▸ **DIRECTIONS**
• 1. In the mailing-list message about the f-cpu popcount, how is the 4-bit input to 3-bit output logic currently implemented?
• 2. Write the next part of the mailing-list message about the f-cpu popcount, starting after its final sentence.

Re: Rep:Re: [f-cpu] I forgot to tell you...

[Michael Riepe <michael@stud.uni-hannover.de>]

On Thu, Jul 04, 2002 at 06:08:21PM +0200, Yann Guidon wrote:
[...]
> > > - still "in the pipeline" : finish popcount (btw Michael's help
> > >   is welcome because i don't know how to you his generic adders),
> > >   rewrite (mostly) INC, and start BIST.
> > What do you want to add? How big are the operands?
> For the popcount, i have to solve the 4-bit input -> 3 bits ouptut
> logic operation (bit 0 is a AND-reduce and bit 2 is XOR-reduce

Vice versa (assuming that bit 0 is the LSB, as usual).

> but bit 1 is not straight-forward at all). Currently i do it with a
> lookup table in the integer world (that's lame but it should simulate
> fast ;-D). Then there is a row of 8*(3+3=4) adders to make the byte results,
> 4*(4+4=5) adders for the 4 shortint results, 2*(5+5=6) for the two lontgint
> results and a final 6+6=7 adder for the full 64-bit result.

▸ **EXCERPTED DATA**
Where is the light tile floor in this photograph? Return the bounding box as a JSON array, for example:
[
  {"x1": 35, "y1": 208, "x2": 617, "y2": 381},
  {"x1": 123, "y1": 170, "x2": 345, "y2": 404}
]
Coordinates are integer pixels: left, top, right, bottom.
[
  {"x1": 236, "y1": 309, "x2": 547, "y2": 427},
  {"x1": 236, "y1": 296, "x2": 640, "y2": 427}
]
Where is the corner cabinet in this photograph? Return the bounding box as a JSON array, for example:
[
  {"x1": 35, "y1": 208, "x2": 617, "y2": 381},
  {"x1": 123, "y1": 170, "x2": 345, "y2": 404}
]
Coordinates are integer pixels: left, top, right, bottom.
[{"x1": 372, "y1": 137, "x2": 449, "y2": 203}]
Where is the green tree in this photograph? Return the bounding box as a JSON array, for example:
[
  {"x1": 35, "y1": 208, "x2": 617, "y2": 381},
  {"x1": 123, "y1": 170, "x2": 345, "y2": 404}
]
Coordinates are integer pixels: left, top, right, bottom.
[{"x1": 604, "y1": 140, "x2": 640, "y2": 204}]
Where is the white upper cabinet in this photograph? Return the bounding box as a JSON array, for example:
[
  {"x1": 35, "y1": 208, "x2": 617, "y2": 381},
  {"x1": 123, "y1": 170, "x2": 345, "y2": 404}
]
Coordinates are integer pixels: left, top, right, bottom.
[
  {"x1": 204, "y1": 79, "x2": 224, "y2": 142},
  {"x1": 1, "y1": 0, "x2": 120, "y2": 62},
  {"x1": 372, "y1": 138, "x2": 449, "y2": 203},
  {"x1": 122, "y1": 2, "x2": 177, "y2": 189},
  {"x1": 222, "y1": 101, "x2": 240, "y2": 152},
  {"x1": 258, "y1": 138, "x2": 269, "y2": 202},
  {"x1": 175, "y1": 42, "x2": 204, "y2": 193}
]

▸ **THE REPLIES**
• 1. With a lookup table in the integer world.

• 2.
You can use my CIAdd procedure from the Generic_Adder package. Here's
how to use it:

	function "+" (A, B : in std_ulogic_vector) return std_ulogic_vector is
		use work.Generic_Adder.CIAdd;
		constant w : natural := A'length;
		alias aa : std_ulogic_vector(w-1 downto 0) is A;
		alias bb : std_ulogic_vector(w-1 downto 0) is B;
		variable yy, cc : std_ulogic_vector(w-1 downto 0);
		variable pp, gg : std_ulogic;
	begin
		CIAdd(aa, bb, yy, cc, gg, pp);
		-- we only care about yy here
		return yy;
	end "+";

That should work at all operand sizes you need. But note that the
delay will probably be big (d=4...5 per CIAdd), that is, a 64-bit
result will need 4 pipeline stages :( We may reduce that to 3 if the
adders are broken down into their components (CIA_Row and CIA_Inc).

> Currently, i do this with the lame (from memory)
>   subtype type_result6 is integer range 0 to 32;
>   type array_6 is array (1 downto 0) of type_result6;
>   signal tmp_6 : array_6;
> approach with some loops in which i simple perform the addition as is.
> 
> so what i need is entities that perform 3+3, 4+4, 5+5, 6+6 and 7+7,
> that's that simple :-) and the boolean equation of bit 1 of the 4->3 bit
> reduction woud be handy, too.

The sum is 2 or 3, so there must be two or three bits set but not
all four:

	(AB or AC or AD or BC or BD or CD) and not ABCD

if A, B, C and D are the input bits. Bit 2 is, of course, ABCD, so you
already have that part of it, at least. Maybe it becomes cheaper if
you transform it...

-- 
 Michael "Tired" Riepe <Michael.Riepe@stud.uni-hannover.de>
 "All I wanna do is have a little fun before I die"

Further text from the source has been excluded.